- Fragmento seleccionado:
# # # # # # #
A la religión tradicional podemos denominarla como la “religión de la creencia”, ya que proclama que la verdad ha sido confiada por el Creador a algunos elegidos que tienen como misión orientar al resto de los hombres con la sabiduría que de Él proviene. Ese resto deberá abstenerse de indagar por su propia cuenta acerca de esa verdad, por cuanto puede contradecirla, debiendo acatarla bajo el riesgo de un posible castigo eterno en caso de no hacerlo.
La religión de la creencia, o de la fe, tiene varios inconvenientes por cuanto siempre aparecen individuos que aducen ser los “verdaderos” elegidos, por lo cual no existe un criterio, inherente a este tipo de religión, capaz de permitirnos adoptar a uno y rechazar al resto, porque todos dicen cosas similares. Este es un caso análogo al de los políticos, que pronuncian palabras semejantes, pero, mientras unos dicen la verdad, los otros mienten. Sin embargo, mirando lo que hacen los gobernantes, podremos finalmente advertir si dijeron o no la verdad (aunque a veces lo sepamos demasiado tarde), mientras que en el caso de la religión resulta casi imposible advertir la veracidad o la falsedad de las promesas realizadas, especialmente cuando se trata acerca de promesas de ultratumba, no así en el caso de las normas éticas sugeridas.
# # # # # # #
- Objetivo: Transcribe sin cambios una parte del fragmento sobre la religión de la creencia: empieza en las palabras “A la religión” y termina tras “de no hacerlo.”. Básate solo en el fragmento sobre la religión de la creencia.
# # # # # # #
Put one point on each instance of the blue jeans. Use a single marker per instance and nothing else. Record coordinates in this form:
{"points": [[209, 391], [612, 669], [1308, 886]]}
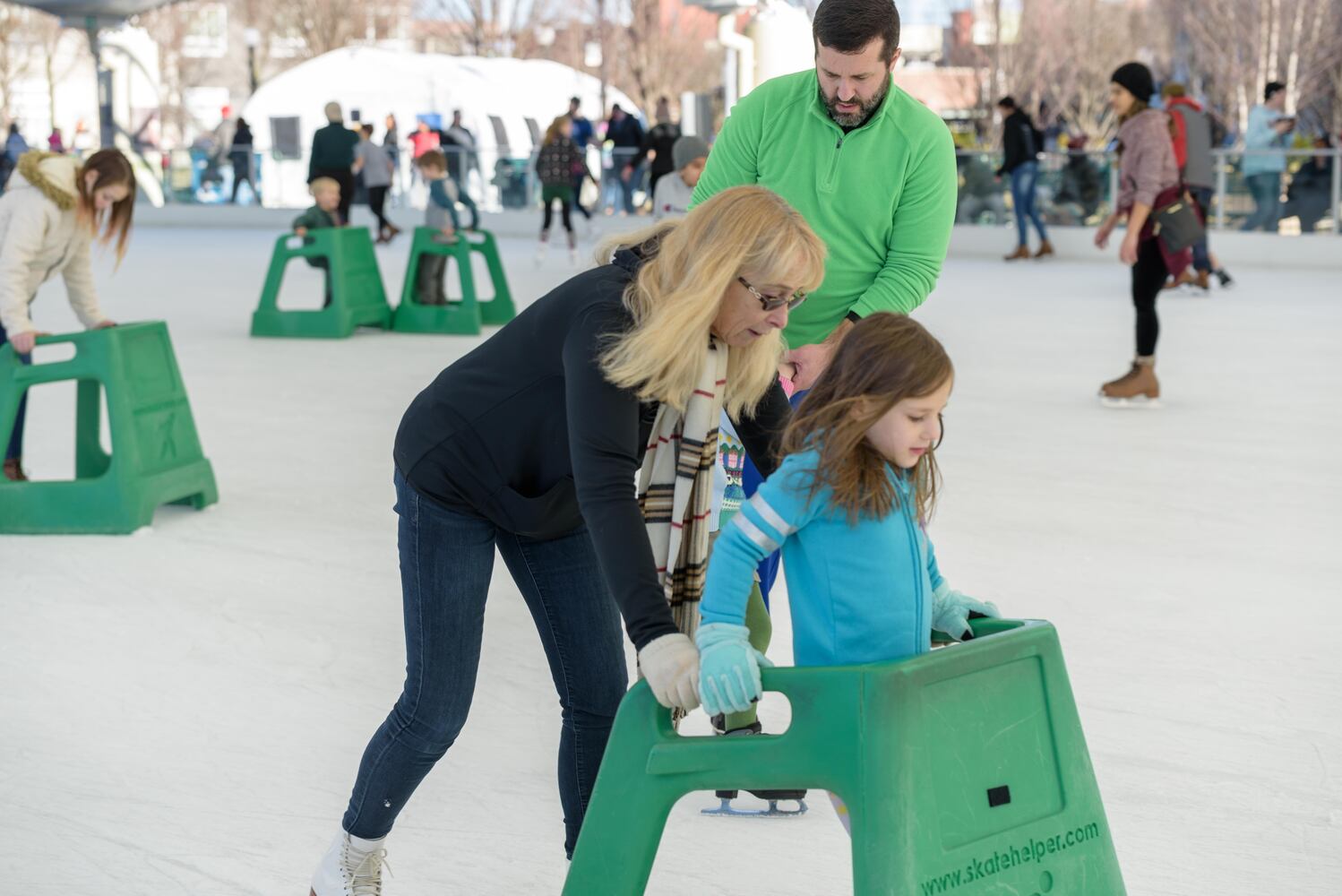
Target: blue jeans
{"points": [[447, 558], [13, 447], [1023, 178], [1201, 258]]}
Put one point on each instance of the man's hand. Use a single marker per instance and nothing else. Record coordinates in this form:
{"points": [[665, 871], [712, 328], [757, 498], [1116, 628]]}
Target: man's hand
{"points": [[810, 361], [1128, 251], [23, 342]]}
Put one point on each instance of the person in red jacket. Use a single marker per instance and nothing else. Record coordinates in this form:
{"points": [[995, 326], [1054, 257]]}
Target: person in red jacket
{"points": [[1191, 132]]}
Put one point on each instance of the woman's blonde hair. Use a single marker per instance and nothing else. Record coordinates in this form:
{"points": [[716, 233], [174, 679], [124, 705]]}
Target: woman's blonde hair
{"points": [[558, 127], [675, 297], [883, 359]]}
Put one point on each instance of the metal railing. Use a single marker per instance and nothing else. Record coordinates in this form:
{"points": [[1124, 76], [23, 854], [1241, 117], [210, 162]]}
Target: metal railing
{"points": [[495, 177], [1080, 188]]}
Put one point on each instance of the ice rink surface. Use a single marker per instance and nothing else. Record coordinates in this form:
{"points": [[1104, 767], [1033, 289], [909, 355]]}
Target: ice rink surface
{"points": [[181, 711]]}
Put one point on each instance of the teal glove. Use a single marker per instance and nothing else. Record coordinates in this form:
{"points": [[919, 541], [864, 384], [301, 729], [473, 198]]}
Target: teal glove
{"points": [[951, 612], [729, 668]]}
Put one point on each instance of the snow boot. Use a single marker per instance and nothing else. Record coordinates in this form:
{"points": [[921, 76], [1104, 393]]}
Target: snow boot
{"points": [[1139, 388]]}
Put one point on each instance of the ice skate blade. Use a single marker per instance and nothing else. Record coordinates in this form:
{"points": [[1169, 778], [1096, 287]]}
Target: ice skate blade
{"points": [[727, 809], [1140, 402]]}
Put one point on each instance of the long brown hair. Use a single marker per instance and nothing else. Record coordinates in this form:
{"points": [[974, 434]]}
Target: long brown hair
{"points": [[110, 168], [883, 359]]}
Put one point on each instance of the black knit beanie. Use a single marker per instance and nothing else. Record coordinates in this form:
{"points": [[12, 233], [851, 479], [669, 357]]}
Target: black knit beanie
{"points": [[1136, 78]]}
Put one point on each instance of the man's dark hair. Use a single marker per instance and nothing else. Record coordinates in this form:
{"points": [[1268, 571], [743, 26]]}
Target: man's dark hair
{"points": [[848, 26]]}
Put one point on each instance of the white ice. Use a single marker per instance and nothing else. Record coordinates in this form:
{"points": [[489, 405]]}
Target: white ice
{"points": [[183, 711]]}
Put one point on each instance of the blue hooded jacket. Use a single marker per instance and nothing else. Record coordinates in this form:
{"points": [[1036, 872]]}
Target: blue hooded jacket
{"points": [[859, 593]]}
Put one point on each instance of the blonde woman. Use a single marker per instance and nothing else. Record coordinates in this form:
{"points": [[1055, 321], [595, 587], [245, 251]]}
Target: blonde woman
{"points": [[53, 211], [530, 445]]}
# # # # # # #
- Respuesta:
A la religión tradicional podemos denominarla como la “religión de la creencia”, ya que proclama que la verdad ha sido confiada por el Creador a algunos elegidos que tienen como misión orientar al resto de los hombres con la sabiduría que de Él proviene. Ese resto deberá abstenerse de indagar por su propia cuenta acerca de esa verdad, por cuanto puede contradecirla, debiendo acatarla bajo el riesgo de un posible castigo eterno en caso de no hacerlo.